EXERCISE TASK:
Write out every line of the material below word for word, changing nothing.

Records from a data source
—————
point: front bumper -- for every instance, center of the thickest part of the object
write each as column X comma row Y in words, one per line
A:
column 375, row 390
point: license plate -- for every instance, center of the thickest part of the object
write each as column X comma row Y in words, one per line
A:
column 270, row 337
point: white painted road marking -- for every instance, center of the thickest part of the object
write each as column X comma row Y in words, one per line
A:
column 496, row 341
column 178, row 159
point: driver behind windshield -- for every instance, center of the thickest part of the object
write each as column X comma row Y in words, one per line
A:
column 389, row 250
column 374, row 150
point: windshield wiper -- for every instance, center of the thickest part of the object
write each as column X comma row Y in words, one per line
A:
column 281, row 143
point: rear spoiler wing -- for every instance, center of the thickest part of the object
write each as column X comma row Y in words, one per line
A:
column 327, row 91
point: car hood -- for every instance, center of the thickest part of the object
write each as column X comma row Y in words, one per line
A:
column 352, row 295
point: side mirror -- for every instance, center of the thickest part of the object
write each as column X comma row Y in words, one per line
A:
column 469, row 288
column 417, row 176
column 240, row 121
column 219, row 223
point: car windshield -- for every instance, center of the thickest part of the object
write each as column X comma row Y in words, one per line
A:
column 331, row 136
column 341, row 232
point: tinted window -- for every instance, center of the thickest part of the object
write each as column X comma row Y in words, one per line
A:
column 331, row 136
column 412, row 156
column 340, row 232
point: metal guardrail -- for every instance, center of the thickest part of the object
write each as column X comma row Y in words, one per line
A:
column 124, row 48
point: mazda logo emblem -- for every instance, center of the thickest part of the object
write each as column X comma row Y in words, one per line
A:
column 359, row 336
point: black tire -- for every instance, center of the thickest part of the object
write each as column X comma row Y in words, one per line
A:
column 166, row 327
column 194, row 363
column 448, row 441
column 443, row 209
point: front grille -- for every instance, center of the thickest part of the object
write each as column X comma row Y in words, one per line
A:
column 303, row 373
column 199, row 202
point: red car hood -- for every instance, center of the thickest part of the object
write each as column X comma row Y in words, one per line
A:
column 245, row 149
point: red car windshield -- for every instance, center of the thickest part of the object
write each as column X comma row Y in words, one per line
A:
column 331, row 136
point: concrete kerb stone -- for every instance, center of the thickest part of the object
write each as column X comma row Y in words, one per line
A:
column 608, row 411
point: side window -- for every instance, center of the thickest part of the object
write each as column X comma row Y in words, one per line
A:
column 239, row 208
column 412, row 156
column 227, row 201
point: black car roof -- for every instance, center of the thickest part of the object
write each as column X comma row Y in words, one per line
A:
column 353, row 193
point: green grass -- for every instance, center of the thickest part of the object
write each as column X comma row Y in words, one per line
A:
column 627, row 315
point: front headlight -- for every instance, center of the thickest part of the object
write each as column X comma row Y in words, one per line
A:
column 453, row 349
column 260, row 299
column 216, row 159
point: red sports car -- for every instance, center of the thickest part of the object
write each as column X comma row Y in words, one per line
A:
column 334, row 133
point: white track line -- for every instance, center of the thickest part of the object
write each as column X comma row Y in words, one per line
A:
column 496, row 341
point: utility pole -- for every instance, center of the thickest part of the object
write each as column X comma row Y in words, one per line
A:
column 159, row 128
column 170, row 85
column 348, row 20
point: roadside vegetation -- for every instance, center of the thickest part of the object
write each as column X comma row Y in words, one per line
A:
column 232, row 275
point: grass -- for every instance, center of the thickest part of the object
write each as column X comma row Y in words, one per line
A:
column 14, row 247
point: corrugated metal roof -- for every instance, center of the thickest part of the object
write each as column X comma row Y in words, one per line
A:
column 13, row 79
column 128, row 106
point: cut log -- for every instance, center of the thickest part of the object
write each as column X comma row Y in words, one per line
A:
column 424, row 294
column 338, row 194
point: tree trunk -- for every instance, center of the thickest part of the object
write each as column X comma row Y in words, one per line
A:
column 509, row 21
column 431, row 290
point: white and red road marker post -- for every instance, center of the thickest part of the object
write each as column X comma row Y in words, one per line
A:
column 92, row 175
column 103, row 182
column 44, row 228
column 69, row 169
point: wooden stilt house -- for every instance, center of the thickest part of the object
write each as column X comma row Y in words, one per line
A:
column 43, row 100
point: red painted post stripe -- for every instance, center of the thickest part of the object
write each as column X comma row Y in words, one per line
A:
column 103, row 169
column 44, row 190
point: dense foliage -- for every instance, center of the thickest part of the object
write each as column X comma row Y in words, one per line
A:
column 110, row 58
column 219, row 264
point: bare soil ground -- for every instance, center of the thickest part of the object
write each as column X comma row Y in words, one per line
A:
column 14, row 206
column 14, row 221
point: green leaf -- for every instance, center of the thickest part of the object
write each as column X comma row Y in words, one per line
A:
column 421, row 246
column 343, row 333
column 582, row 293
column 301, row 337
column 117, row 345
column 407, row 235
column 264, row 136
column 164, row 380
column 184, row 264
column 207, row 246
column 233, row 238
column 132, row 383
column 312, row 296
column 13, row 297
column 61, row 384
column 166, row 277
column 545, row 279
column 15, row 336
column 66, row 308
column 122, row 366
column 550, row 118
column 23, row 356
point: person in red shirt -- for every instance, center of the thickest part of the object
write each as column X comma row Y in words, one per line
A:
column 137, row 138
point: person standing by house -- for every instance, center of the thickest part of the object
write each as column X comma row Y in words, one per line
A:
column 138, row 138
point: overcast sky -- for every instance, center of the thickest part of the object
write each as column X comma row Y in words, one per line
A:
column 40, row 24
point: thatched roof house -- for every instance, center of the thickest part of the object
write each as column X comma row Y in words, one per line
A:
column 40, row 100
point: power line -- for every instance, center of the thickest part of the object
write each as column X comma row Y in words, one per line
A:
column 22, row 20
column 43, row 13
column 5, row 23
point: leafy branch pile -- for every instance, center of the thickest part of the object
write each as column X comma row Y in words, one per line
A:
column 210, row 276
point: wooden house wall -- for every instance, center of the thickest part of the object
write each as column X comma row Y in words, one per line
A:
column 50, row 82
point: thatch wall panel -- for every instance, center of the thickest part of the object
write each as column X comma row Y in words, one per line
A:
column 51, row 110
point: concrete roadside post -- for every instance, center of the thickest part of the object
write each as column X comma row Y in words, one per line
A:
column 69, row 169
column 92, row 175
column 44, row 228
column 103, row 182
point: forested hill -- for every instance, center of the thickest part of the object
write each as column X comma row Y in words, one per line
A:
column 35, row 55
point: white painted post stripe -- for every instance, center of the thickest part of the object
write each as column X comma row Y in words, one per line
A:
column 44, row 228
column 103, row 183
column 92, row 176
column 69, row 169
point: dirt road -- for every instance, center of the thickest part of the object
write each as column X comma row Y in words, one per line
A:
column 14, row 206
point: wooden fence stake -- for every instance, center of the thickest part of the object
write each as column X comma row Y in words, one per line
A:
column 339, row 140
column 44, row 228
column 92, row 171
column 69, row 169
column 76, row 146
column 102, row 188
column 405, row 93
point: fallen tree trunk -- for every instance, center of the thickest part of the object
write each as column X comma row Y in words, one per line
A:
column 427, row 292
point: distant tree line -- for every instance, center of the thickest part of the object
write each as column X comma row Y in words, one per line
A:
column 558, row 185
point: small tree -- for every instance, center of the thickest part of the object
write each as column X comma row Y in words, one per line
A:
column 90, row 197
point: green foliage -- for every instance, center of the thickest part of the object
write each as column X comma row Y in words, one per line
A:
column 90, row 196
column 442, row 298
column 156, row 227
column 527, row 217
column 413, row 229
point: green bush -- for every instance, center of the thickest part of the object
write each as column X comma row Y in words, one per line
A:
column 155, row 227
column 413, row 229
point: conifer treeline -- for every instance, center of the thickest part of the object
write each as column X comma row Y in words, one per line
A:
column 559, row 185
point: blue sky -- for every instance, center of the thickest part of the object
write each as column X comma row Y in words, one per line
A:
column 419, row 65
—————
SOLUTION TO THIS TASK:
point: front bumper -- for every instance, center of the thickest part of the object
write each as column X comma row Y in words, one per line
A:
column 375, row 390
point: license plate -- for every instance, center of the thickest part of the object
write each as column X comma row Y in words, one per line
A:
column 270, row 337
point: white painted road marking -- for every instance, center of the thickest part of the object
write each as column X comma row Y in words, one per line
A:
column 496, row 341
column 178, row 159
point: driver behind windshield -- for every instance, center of the thickest part of the object
write each as column X comma row Y in words, one per line
A:
column 389, row 250
column 374, row 150
point: windshield wiper -- for every instance, center of the thickest part of the object
write each as column X comma row Y in words, one per line
A:
column 281, row 143
point: rear spoiler wing -- for every instance, center of the thickest part of the object
write each as column X comma row Y in words, one per line
A:
column 327, row 91
point: car hood -- for every instance, center of the thickest part of the object
write each as column X comma row Y in words, one per line
A:
column 352, row 295
point: side mirror -- for every instance, center of the thickest part of the object
write each as column X comma row Y in words, one per line
A:
column 469, row 288
column 417, row 176
column 240, row 121
column 219, row 223
point: car windshield -- for every instance, center of the thickest part of the object
write each as column X comma row Y in words, one per line
A:
column 331, row 136
column 341, row 232
point: tinted window -- for every instance, center of the thickest part of the object
write each as column X comma row Y in words, one per line
A:
column 331, row 136
column 412, row 156
column 340, row 232
point: metal guardrail -- for every instance, center of the thickest part of the object
write each as column X comma row Y in words, one per line
A:
column 124, row 48
point: mazda logo emblem -- for every instance, center of the thickest part of the object
write each as column X comma row Y in words, one per line
A:
column 359, row 336
point: black tire -- for every instance, center of the thickest part of the object
write each as column X comma row Y in words, one per line
A:
column 166, row 327
column 194, row 363
column 448, row 441
column 443, row 209
point: front grille -- for every instance, center of the thickest part of the object
write each as column X comma row Y in words, one per line
A:
column 303, row 373
column 199, row 202
point: red car hood -- for every instance, center of the thickest part of the object
write each as column X comma row Y in words, one per line
A:
column 245, row 149
point: red car windshield -- for every instance, center of the thickest part of the object
write each as column X comma row Y in words, one per line
A:
column 331, row 136
point: concrete kerb stone -- for every instance, center of the thickest part of the object
write each as column X comma row Y in words, one per line
A:
column 608, row 411
point: side window -- for every instance, center of the thickest part of the object
write each as column X comma row Y in words, one per line
A:
column 239, row 208
column 412, row 156
column 227, row 201
point: black car roof -- for every instance, center of the thickest part of the object
write each as column X comma row Y in words, one per line
A:
column 353, row 193
point: green grass -- for every instance, center of the thickest part of the object
write each as column X comma row Y in words, one per line
A:
column 627, row 315
point: front headlight -- for every instance, center of the thickest part of the object
write each as column X comma row Y in words, one per line
A:
column 453, row 349
column 260, row 299
column 216, row 159
point: red sports car -- for every instance, center of the thickest part of the object
write each as column X comma row Y in words, one per line
A:
column 334, row 133
point: white track line -- for every instance, center of the thickest part of the object
write each as column X comma row Y in words, one per line
A:
column 496, row 341
point: utility pole -- for every instance, center of the thickest part of the object
write each as column X comma row Y in words, one per line
A:
column 159, row 128
column 170, row 85
column 348, row 20
point: roadside vegetation -- for every instance, center of the thickest part of the object
write each as column X comma row Y in words, one per line
A:
column 232, row 275
point: grass -- for every instance, center of the thickest part of the object
write each as column X comma row Y in words, one per line
A:
column 14, row 247
point: corrugated metal roof -- for every instance, center of the thickest part of the object
write each as column X comma row Y in words, one per line
A:
column 13, row 79
column 128, row 106
point: cut log -- for every instance, center of the thickest part of the object
write each as column X comma row Y in words, one per line
A:
column 424, row 294
column 338, row 194
point: tree trunk -- for every instance, center of the thickest part of the object
write each as column X comma row Y in words, one per line
A:
column 509, row 21
column 431, row 290
point: white and red road marker post -- for every instance, center of the thickest part of the object
write each as column X comma row Y in words, one per line
A:
column 92, row 175
column 103, row 182
column 44, row 228
column 69, row 169
point: wooden stilt house -- for every instance, center of the thickest part of the object
write each as column X comma row Y in words, one per line
A:
column 43, row 100
point: red painted post stripe -- for every instance, center of the thickest part of the object
write each as column X comma row Y in words, one per line
A:
column 103, row 169
column 44, row 190
point: dense foliage -- for every instance, center of the thickest part of the object
write each as column X comma row Y in words, one per line
A:
column 110, row 58
column 219, row 264
point: bare soil ground -- for every instance, center of the thickest part of the object
write each as column X comma row Y in words, one per line
A:
column 14, row 206
column 14, row 221
point: green leaf -- for every instance, center of the thickest part of the object
write each as column X comma row Y in words, one per line
A:
column 421, row 246
column 343, row 333
column 582, row 293
column 301, row 337
column 117, row 345
column 407, row 235
column 264, row 136
column 164, row 380
column 184, row 264
column 207, row 246
column 233, row 238
column 132, row 383
column 312, row 296
column 13, row 297
column 61, row 384
column 166, row 277
column 545, row 279
column 15, row 336
column 66, row 308
column 122, row 366
column 550, row 118
column 23, row 356
point: person in red shirt -- for every instance, center of the thickest part of the object
write each as column X comma row Y in words, one per line
A:
column 137, row 138
point: person standing by house -- for every instance, center of the thickest part of the object
write each as column X comma row Y in words, one per line
A:
column 138, row 138
point: overcast sky -- for every instance, center of the thickest part of the object
write each as column X comma row Y in words, one per line
A:
column 40, row 24
point: thatched roof house -- for every instance, center of the thickest part of the object
write each as column X comma row Y in words, one per line
A:
column 40, row 100
point: power line -- for every instance, center of the thickest part of the object
write each as column X comma row Y in words, one per line
A:
column 22, row 20
column 43, row 13
column 5, row 23
point: leafy branch pile -- for every instance, center of the thickest part of the object
write each as column X comma row Y in words, one per line
A:
column 210, row 276
point: wooden house wall -- for every instance, center of the thickest part of the object
write each as column X comma row Y in words, one per line
A:
column 50, row 82
point: thatch wall panel -- for every instance, center of the thickest part of the object
write each as column X comma row Y in words, one per line
A:
column 51, row 110
point: concrete roadside post -- for every instance, center of the thickest part of the object
write each as column X comma row Y in words, one per line
A:
column 69, row 169
column 92, row 175
column 44, row 228
column 103, row 182
point: forested hill -- for every instance, center of the thickest part of the object
write each as column X comma row Y in words, one per line
A:
column 35, row 55
point: white painted post stripe -- for every instance, center of the thickest part of the object
write each as column X comma row Y in words, one per line
A:
column 44, row 228
column 103, row 183
column 92, row 176
column 69, row 169
point: dirt road -- for every instance, center of the thickest part of the object
write each as column X comma row Y in words, one per line
A:
column 14, row 206
point: wooden fence stake -- for every instance, center of the thickest part of the object
write each as column X comma row Y in words, one per line
A:
column 339, row 140
column 44, row 228
column 92, row 171
column 69, row 169
column 76, row 146
column 102, row 188
column 405, row 93
point: fallen tree trunk -- for every instance, center of the thickest part of the object
write each as column X comma row Y in words, one per line
A:
column 427, row 292
point: distant tree line -- for every instance, center of the thickest part of the object
write each as column X comma row Y in words, one per line
A:
column 558, row 185
point: small tree -- for every instance, center of the thickest part of the object
write each as column X comma row Y in words, one per line
A:
column 90, row 197
point: green foliage -- for every instance, center of the thickest part of the object
write each as column X comma row Y in words, one per line
A:
column 90, row 196
column 442, row 298
column 156, row 227
column 527, row 217
column 413, row 229
point: green bush -- for every instance, center of the thickest part of the object
write each as column X comma row Y in words, one per line
A:
column 155, row 227
column 413, row 229
point: conifer treeline -- for every instance, center of the thickest part of the object
write each as column X comma row Y in words, one per line
A:
column 559, row 185
point: blue sky -- for every instance, center of the thickest part of the object
write each as column X comma row Y in words, one per line
A:
column 419, row 65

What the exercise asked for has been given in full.